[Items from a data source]
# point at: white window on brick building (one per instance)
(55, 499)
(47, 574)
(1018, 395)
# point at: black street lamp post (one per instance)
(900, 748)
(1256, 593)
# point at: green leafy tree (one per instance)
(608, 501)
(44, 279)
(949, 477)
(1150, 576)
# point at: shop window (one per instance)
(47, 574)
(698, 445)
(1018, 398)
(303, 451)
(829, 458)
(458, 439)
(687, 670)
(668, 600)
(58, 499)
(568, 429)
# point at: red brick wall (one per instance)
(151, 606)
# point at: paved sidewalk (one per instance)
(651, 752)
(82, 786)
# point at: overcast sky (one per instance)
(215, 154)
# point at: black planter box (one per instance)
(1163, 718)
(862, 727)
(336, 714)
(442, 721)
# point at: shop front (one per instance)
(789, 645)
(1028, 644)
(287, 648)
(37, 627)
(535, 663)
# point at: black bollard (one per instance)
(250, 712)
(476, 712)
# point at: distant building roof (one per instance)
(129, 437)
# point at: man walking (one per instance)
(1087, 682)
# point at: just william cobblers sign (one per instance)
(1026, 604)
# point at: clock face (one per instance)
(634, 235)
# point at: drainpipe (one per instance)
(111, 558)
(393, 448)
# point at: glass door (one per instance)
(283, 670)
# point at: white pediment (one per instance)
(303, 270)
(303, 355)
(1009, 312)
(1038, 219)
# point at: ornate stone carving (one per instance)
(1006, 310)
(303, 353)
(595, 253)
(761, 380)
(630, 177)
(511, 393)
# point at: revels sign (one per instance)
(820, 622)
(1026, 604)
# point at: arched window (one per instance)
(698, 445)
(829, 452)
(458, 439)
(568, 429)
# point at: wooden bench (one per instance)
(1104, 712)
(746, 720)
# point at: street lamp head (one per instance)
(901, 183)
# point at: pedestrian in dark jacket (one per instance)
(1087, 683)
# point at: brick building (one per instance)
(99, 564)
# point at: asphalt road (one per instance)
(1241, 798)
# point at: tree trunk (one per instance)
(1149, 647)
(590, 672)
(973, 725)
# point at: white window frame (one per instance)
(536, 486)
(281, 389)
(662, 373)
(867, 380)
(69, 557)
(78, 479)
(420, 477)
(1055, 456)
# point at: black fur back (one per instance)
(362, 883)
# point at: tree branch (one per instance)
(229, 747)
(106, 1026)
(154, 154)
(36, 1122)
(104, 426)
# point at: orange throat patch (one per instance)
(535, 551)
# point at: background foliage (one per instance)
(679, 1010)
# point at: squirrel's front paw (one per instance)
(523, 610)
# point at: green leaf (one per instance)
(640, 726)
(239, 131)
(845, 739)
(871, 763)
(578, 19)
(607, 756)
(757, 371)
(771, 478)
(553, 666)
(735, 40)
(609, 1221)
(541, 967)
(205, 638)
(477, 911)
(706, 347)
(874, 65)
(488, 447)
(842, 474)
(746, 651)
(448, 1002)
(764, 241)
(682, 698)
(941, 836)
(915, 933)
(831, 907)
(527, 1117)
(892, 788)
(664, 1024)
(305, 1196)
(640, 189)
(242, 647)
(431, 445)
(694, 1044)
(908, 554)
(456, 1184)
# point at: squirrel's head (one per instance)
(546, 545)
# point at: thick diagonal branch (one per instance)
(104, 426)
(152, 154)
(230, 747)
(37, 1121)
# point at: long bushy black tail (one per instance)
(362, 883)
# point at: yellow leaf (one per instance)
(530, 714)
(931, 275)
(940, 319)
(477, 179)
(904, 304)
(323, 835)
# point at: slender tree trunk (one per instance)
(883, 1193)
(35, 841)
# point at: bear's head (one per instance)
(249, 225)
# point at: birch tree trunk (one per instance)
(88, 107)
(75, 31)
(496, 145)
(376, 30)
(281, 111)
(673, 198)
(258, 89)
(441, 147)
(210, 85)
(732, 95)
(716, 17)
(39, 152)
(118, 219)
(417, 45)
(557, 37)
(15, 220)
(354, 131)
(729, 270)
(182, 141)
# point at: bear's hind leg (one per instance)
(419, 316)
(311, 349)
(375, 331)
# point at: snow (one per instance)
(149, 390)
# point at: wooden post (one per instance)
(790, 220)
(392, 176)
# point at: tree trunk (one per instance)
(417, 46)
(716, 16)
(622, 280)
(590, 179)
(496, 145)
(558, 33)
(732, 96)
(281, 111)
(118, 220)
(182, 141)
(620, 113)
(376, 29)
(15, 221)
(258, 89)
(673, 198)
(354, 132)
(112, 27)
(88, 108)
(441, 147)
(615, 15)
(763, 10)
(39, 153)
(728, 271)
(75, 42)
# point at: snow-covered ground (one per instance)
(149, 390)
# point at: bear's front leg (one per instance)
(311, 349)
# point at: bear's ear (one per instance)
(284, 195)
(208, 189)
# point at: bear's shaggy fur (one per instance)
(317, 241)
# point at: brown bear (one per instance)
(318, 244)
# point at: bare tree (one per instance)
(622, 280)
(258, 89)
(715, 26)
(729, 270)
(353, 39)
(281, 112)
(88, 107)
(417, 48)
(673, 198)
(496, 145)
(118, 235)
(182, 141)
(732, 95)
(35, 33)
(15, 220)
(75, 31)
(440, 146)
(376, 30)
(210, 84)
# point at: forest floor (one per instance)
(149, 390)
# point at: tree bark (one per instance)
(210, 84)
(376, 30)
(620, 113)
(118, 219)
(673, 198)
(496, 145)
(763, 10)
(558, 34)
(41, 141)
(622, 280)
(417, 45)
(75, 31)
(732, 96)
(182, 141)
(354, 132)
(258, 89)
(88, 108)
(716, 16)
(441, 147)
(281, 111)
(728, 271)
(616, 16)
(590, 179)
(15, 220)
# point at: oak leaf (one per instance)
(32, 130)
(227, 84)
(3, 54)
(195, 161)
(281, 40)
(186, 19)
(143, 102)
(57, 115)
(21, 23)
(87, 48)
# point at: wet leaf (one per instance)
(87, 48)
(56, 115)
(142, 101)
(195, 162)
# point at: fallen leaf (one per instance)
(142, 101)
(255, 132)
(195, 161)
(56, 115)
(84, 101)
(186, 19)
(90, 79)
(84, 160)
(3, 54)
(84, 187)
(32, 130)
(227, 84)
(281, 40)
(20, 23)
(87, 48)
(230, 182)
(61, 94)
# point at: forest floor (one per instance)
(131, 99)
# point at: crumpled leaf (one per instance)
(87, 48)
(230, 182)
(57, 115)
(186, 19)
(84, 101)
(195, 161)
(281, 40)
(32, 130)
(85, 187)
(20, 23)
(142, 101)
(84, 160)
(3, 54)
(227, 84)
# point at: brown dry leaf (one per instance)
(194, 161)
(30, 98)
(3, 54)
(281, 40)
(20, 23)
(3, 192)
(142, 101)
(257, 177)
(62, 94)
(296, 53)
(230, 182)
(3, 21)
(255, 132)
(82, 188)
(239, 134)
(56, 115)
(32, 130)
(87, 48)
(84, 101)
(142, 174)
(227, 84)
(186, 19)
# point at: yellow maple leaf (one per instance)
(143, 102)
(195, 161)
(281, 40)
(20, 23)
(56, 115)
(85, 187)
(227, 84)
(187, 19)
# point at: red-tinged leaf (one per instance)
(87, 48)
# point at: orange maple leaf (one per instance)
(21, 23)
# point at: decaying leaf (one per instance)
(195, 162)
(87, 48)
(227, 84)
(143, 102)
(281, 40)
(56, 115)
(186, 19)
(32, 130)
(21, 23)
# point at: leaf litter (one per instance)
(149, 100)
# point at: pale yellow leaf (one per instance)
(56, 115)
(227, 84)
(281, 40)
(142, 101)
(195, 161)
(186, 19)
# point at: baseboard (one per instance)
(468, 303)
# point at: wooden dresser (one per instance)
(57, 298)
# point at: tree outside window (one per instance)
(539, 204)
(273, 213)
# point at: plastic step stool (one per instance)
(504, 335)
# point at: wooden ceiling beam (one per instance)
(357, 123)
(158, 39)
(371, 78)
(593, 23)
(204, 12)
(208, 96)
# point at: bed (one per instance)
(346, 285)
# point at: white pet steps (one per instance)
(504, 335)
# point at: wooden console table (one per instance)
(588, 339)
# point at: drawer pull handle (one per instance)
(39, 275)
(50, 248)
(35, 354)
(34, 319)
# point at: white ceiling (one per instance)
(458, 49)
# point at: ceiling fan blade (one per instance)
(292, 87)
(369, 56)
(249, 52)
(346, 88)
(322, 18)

- THE PROBLEM:
Give back, unchanged, the line containing "# point at: bed (one per instance)" and each line that comes after it in the entries above, ending with the last.

- YOUR RESPONSE:
# point at: bed (one per instance)
(346, 285)
# point at: white pet steps (one per instance)
(504, 335)
# point at: wooden console table (one per instance)
(588, 339)
# point at: drawer pull handle (one per instance)
(39, 275)
(50, 248)
(35, 354)
(34, 319)
# point at: white ceiling (one per instance)
(458, 49)
# point at: ceiling fan blade (one per instance)
(292, 87)
(369, 56)
(249, 52)
(346, 88)
(322, 18)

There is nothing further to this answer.